Instructions for the task:
Reproduce the listing below line for line, changing nothing.

* START Data to use *

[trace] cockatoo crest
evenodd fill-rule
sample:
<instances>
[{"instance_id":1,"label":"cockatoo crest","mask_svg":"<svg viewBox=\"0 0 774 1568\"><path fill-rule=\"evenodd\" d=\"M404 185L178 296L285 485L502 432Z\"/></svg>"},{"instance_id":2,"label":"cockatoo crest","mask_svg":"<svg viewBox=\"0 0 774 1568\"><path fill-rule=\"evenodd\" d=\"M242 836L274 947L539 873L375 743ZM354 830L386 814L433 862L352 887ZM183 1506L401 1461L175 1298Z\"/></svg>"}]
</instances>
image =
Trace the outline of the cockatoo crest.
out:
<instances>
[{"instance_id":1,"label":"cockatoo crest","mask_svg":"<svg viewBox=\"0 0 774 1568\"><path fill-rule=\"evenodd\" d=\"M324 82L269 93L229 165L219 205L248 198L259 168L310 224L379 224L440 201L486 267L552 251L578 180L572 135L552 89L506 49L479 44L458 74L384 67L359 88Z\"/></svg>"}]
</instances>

* END Data to use *

Finished task:
[trace] cockatoo crest
evenodd fill-rule
sample:
<instances>
[{"instance_id":1,"label":"cockatoo crest","mask_svg":"<svg viewBox=\"0 0 774 1568\"><path fill-rule=\"evenodd\" d=\"M404 185L178 296L285 485L502 432Z\"/></svg>"},{"instance_id":2,"label":"cockatoo crest","mask_svg":"<svg viewBox=\"0 0 774 1568\"><path fill-rule=\"evenodd\" d=\"M242 836L274 947L539 873L375 743ZM354 830L386 814L433 862L352 887ZM183 1506L401 1461L175 1298Z\"/></svg>"}]
</instances>
image =
Trace the outline of the cockatoo crest.
out:
<instances>
[{"instance_id":1,"label":"cockatoo crest","mask_svg":"<svg viewBox=\"0 0 774 1568\"><path fill-rule=\"evenodd\" d=\"M324 82L269 93L229 165L219 205L248 198L259 168L310 224L379 224L440 201L486 267L552 251L578 180L572 135L552 89L506 49L479 44L458 74L384 67L359 88Z\"/></svg>"}]
</instances>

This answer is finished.